*EXCERPTED PASSAGE:*

Start of Block

Wednesday 8 March 2017

What next? A blogging crisis


2017 started with a blogging identity crisis. After my year-long self-improvement project in 2016, I was left thinking ‘what next?’

It’s fair to say my goals for the blog changed last year. At some point, I stopped caring about turning my project’s research into a book. Or getting free products, making an income, or even writing a book. Success became redefined as something I was achieving offline rather than in or through my online life.

When I started my blog, it never occurred to me that turning it into a business was possible. But attending talks, conferences, and receiving goodie bags changed that. It became a possibility. It was other people’s reality.

Last October I attended the Irish Blogger Conf in The Marker Hotel. It was brimmed full of speakers who have made it. Bloggers with their own product lines, who travel the world for free, who make a million dollars a year.

And in my head all I could think was "I don't want that. This isn't for me".

I don’t care about Instagram themes. If you have an Insta theme, great. But I won’t notice it.
I don’t want a product line. What does a mental health themed product line even look like? Some sort of squeezable stress ball perhaps? A t-shirt emboldened with ‘This is what mental really looks like’? A memoir about growing up ‘different’?

Rather than leave me inspired, the Conference snuffed out my spark for blogging.
I hit a crossroads.

I realised that I don't want to be a full-time blogger. I don't want to make a career out of my experience of mental health.

So what was the point of stressing about my blog? Of putting time and money into something when I don’t have the enviable life goal of making a living from my thoughts? Why do I create a strict schedule and feel guilty when I fail to live up to it?

What was next for my blog?

When the Romeo Project finished at the end of 2016, I took a break. I gave myself time to decide on my blog’s future, but it was safe to say I had spent the previous two months writing half-heartedly and without inspiration.

End of Block

[Items listed in a dataset]

Start of Block

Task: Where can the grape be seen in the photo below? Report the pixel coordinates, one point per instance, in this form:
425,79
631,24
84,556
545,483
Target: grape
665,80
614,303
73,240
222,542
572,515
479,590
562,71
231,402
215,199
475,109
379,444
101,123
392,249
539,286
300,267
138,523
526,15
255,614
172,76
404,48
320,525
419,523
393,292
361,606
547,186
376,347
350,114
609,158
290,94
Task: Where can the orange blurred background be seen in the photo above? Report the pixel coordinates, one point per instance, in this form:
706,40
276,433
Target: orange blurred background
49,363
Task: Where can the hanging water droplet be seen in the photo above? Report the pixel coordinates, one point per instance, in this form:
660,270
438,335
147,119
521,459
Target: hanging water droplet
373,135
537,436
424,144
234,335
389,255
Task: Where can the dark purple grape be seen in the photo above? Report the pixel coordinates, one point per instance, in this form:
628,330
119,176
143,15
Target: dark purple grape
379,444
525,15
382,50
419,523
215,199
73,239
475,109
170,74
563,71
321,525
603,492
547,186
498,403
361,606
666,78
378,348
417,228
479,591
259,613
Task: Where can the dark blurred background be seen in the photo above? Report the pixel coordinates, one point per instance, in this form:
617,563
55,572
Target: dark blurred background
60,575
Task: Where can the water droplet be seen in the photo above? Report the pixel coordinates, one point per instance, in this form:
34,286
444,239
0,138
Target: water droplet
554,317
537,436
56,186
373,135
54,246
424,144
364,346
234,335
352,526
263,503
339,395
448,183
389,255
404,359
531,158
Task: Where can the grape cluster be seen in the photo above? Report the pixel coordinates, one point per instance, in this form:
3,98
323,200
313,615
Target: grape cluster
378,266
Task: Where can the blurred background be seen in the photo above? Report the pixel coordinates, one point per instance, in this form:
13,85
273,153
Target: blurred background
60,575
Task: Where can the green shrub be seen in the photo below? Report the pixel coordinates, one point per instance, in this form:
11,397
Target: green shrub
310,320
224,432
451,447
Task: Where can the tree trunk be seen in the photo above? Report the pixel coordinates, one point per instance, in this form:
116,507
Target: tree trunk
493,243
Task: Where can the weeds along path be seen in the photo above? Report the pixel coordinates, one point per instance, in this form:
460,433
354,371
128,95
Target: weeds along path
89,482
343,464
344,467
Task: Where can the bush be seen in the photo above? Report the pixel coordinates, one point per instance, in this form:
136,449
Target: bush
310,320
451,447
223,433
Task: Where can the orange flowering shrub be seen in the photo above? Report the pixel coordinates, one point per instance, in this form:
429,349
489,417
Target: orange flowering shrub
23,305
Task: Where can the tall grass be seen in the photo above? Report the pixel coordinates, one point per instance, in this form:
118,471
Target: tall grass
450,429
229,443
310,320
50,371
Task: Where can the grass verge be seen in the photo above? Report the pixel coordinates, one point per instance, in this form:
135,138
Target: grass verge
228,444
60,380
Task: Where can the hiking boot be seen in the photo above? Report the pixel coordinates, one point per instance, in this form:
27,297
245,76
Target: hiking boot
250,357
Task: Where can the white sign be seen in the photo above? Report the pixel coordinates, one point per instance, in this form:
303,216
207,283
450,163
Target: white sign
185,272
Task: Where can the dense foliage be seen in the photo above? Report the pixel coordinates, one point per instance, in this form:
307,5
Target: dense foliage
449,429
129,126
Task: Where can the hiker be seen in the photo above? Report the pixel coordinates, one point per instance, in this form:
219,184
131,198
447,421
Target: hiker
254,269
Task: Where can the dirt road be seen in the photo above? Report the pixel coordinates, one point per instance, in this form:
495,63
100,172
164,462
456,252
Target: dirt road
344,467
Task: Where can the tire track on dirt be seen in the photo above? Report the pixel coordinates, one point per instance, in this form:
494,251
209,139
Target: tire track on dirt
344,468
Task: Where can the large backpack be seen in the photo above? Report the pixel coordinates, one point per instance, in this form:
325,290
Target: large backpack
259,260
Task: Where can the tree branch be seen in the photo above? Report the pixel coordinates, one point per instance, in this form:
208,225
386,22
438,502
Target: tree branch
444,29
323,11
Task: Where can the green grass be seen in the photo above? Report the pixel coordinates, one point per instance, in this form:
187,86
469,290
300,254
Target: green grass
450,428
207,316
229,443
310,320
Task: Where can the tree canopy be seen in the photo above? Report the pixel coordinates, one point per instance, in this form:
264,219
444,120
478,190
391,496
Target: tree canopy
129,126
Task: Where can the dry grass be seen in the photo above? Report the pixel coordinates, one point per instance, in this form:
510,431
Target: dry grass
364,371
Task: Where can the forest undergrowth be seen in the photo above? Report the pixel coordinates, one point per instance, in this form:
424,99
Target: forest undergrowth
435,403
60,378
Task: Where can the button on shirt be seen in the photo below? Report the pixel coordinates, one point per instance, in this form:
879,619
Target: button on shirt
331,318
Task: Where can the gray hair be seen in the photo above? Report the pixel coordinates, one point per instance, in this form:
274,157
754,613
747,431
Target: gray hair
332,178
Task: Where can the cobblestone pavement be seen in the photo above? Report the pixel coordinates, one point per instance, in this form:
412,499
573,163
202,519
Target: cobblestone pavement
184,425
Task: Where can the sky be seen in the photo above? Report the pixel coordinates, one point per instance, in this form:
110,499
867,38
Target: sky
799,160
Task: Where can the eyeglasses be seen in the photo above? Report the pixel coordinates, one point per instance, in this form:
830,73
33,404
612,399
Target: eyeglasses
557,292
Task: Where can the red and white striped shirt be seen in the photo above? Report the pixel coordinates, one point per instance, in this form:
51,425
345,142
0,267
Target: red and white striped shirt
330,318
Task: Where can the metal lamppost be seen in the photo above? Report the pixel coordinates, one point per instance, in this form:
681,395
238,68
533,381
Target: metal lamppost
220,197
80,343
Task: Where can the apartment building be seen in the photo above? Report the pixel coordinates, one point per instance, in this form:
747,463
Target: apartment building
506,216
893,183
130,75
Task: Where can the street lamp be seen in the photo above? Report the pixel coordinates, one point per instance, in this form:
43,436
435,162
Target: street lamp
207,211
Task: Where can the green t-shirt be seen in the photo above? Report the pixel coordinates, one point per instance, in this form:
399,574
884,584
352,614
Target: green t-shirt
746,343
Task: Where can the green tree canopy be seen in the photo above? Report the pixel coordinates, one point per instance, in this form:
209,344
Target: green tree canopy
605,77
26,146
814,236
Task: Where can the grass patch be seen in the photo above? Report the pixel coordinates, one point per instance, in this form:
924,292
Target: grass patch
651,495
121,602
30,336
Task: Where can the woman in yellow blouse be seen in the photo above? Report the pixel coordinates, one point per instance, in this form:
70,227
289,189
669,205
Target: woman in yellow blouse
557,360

End of Block

*TASK GOAL:* Please carry on the blog post above about a blogging crisis, starting right after its final sentence.

*EXERCISE RESULT:*
From January, posts trickled out. But not by plan. I wrote when I felt compelled to write. When I had no other choice but to put my thoughts to paper.

When the media failed to call out Blue Monday, I wrote.
When so-called mental health professionals ditched ethics to label Donald Trump ‘insane’, I wrote.
When I was sick of hearing people throwing around the word ‘mental’ like some sort of metaphor for unusual, I wrote.

And somewhere between my thoughts and the keyboard and seeing my words appear onscreen, I remembered why I started my blog.

Maybe there doesn't need to an end goal or a money-making aspect at all. Maybe blogging doesn't have to be anything of the sort.
Maybe it's about the lethargy of writing, the therapeutic aspect of releasing, revealing and sharing.
Maybe it’s about having a space where I feel safe to say the things I can’t talk about offline.

Maybe it’s about giving a voice to those who feel the same way I do. Who’ve been rendered silent by society’s stigma.

I've been too focused on what other people do with their blogs or what they're in it for. I thought that wanting to be a full-time blogger was what I was supposed to want. But that's not for me.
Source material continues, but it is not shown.